AIM: Repeat the lines beginning at the one with "One point goes on every instance of the green grass" and running to the end of the material, keeping the first and last of them, exactly as they appear.
# DATA EXCERPTS start
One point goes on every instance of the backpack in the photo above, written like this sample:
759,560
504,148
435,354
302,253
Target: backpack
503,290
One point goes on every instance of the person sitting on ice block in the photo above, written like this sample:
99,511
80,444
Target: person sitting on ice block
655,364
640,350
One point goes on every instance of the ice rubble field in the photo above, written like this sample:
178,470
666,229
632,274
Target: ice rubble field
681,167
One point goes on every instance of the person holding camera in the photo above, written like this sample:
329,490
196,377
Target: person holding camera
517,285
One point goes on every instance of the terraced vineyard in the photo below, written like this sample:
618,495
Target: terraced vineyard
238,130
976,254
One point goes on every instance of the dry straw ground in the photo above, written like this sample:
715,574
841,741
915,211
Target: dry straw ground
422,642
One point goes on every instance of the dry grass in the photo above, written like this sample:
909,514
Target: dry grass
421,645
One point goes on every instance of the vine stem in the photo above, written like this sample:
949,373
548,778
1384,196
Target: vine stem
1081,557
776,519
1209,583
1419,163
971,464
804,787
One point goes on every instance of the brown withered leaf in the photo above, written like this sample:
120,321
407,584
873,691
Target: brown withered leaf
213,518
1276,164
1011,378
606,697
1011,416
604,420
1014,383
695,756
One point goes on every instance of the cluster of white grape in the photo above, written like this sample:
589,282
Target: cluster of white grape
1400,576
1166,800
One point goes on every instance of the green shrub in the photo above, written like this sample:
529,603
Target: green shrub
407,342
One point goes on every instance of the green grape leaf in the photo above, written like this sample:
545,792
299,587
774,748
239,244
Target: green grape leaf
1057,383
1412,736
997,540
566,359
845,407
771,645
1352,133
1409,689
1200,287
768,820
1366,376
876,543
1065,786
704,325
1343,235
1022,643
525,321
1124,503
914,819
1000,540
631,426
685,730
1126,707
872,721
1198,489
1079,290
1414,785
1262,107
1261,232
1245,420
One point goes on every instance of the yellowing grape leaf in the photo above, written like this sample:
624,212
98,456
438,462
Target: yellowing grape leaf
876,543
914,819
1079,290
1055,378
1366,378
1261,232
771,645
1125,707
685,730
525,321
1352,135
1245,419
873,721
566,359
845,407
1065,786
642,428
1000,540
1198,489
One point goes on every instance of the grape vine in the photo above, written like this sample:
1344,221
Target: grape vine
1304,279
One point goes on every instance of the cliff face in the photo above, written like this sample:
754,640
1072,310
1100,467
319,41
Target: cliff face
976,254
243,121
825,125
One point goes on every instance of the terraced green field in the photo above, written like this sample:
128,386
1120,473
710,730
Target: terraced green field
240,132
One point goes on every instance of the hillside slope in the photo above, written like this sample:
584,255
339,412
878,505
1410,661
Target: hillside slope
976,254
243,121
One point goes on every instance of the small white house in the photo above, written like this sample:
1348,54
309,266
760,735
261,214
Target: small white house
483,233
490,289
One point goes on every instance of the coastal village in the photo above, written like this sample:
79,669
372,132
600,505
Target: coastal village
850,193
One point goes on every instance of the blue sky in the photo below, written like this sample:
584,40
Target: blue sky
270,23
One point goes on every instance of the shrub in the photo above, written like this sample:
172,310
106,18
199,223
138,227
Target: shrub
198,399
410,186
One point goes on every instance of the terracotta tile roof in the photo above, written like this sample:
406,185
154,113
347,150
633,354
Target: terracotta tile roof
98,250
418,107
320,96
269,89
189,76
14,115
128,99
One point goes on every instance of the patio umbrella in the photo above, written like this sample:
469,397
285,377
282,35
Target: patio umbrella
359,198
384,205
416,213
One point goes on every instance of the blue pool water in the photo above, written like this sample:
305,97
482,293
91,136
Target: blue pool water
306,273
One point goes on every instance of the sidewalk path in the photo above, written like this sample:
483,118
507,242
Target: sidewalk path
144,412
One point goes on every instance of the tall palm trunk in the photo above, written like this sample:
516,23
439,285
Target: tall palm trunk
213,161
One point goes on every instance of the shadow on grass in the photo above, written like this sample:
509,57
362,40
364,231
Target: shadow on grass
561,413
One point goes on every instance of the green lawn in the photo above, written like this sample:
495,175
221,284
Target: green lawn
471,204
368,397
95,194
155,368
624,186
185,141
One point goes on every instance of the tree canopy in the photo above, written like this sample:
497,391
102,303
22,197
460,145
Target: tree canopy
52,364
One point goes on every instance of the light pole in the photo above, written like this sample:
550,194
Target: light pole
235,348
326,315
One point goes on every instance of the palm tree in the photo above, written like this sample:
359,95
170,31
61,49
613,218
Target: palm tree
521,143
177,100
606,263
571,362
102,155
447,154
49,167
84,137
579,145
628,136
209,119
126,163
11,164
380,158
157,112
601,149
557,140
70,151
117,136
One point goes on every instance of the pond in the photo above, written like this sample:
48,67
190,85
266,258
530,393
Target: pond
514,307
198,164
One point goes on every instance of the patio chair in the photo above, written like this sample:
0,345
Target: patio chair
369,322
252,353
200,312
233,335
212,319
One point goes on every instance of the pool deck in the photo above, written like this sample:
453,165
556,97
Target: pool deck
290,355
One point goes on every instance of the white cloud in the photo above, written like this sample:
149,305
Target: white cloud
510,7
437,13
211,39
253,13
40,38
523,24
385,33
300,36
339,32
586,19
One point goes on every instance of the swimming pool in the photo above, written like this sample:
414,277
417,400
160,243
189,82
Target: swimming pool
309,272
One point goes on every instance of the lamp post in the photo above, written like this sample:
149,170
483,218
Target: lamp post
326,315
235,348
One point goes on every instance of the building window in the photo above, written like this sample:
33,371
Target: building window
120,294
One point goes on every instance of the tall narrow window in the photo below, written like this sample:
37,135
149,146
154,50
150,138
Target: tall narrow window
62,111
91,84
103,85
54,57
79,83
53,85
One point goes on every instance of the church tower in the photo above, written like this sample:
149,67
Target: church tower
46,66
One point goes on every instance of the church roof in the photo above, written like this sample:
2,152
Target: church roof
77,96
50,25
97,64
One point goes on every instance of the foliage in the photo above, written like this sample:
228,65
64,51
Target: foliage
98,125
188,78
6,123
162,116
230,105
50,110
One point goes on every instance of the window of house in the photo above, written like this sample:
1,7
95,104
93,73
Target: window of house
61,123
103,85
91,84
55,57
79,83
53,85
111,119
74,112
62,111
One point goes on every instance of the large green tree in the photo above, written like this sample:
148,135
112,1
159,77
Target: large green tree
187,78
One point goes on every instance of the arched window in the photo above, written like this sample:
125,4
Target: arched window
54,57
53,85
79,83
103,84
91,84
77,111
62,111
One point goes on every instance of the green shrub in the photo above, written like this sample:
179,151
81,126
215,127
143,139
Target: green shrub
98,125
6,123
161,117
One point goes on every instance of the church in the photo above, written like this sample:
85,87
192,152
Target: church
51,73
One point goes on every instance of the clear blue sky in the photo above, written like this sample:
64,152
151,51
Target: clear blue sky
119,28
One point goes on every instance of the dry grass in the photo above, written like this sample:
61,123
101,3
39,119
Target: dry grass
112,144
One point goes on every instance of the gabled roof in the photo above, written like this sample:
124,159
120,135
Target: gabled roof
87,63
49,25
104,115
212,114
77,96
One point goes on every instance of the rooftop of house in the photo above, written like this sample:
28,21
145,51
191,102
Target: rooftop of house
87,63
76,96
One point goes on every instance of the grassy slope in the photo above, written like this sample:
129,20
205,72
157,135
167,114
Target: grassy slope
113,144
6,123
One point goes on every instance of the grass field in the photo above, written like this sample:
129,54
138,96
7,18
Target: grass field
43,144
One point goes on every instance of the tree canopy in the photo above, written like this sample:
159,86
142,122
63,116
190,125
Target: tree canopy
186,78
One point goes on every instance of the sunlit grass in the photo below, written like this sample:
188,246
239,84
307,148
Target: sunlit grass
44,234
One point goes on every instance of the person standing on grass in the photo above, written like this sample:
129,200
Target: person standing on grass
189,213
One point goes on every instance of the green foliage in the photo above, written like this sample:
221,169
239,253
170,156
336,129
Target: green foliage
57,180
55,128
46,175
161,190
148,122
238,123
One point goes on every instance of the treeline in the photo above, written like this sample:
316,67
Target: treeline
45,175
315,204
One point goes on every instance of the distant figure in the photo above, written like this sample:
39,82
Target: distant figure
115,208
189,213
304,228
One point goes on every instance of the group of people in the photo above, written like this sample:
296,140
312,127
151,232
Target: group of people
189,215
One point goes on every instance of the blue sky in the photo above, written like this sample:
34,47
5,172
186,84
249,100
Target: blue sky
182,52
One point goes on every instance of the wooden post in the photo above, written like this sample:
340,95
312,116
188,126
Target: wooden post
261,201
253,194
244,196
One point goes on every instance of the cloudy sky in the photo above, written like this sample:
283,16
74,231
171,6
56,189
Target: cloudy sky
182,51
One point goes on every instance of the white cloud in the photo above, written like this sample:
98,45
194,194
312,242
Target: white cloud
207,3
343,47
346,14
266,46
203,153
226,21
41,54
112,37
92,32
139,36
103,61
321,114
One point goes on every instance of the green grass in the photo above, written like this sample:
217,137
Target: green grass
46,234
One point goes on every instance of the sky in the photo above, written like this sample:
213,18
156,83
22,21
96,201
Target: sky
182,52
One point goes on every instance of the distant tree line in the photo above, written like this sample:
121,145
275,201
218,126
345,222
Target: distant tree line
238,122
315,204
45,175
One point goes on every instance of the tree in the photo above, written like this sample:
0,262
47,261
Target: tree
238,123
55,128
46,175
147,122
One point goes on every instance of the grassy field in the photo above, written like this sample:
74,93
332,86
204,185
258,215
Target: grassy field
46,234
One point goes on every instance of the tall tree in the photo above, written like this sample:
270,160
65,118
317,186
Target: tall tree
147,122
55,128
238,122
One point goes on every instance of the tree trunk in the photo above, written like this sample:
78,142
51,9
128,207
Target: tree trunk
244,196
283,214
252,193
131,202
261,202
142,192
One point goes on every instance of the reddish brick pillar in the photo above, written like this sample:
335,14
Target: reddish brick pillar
# DATA EXCERPTS end
EXERCISE RESPONSE:
One point goes on every instance of the green grass in the photo above, written like this sample:
217,137
Target: green grass
46,234
One point goes on every instance of the sky in the photo above, written like this sample:
213,18
156,83
22,21
96,201
Target: sky
182,52
One point goes on every instance of the distant tree line in the photo above, written like this sample:
121,145
275,201
218,126
345,222
Target: distant tree line
238,122
315,204
45,175
One point goes on every instance of the tree in the photo above, written like this sample:
0,262
47,261
Target: tree
238,123
55,128
46,175
147,122
One point goes on every instance of the grassy field in the photo above, written like this sample:
74,93
332,86
204,185
258,215
Target: grassy field
46,234
One point goes on every instance of the tall tree in the photo above, written like this sample:
270,160
65,118
317,186
Target: tall tree
147,122
55,128
238,122
One point goes on every instance of the tree trunk in the photo above, written like this sample:
78,142
51,9
128,207
Target: tree trunk
244,196
283,214
252,193
131,202
261,202
142,192
One point goes on every instance of the reddish brick pillar in the photo above, written like this sample:
335,14
Target: reddish brick pillar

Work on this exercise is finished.